What to produce —
Reproduce, character for character, the entries from their opening line through the line with "Target: girl in pink kimono".

-- -- --

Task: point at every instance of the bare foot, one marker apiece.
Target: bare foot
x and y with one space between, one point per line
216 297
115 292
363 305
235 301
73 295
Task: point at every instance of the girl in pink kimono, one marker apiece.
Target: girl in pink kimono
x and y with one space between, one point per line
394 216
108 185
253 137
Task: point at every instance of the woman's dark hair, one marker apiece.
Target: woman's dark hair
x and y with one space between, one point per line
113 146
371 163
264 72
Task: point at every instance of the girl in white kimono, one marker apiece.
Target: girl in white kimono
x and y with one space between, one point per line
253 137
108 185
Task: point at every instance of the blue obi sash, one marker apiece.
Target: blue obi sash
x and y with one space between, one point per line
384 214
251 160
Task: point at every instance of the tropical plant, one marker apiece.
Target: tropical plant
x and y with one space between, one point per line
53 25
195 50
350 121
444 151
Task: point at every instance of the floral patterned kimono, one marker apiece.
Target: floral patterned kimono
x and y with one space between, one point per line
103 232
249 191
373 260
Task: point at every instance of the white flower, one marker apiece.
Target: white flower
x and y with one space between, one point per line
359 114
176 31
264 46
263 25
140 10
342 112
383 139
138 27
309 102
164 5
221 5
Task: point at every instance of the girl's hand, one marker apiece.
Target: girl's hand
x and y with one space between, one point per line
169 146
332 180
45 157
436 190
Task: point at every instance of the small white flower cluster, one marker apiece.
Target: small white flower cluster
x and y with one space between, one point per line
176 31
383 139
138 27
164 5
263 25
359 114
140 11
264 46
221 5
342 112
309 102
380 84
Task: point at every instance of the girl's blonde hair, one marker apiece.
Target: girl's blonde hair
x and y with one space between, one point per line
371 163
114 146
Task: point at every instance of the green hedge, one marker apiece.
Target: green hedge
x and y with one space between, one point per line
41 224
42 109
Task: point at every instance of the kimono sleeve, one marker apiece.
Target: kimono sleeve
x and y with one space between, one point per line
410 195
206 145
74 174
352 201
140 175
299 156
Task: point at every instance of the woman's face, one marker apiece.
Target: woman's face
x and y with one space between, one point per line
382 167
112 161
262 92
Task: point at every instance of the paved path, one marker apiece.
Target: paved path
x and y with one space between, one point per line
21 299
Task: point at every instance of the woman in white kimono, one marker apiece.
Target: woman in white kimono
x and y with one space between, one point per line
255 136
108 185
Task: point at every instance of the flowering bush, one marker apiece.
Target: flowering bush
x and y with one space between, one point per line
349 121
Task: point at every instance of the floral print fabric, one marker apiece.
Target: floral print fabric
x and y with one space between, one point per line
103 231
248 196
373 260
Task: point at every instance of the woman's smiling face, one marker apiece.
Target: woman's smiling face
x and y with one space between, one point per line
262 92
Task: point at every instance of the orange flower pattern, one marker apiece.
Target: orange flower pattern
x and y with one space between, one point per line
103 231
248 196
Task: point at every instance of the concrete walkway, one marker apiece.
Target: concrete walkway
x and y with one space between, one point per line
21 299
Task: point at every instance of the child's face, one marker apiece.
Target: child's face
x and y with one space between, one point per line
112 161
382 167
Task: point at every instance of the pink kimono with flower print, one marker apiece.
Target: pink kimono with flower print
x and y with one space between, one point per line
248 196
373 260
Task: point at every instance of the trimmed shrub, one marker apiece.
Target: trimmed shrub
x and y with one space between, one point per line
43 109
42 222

-- -- --

Completed exercise —
Task: point at every instance of the bare foot, one marker apiece.
Target: bare foot
x and y with one space between, one point per line
216 297
115 292
363 305
235 301
73 295
Task: point at every instance of the girl in pink kimono, one marker apiece.
Target: girl in pink kimono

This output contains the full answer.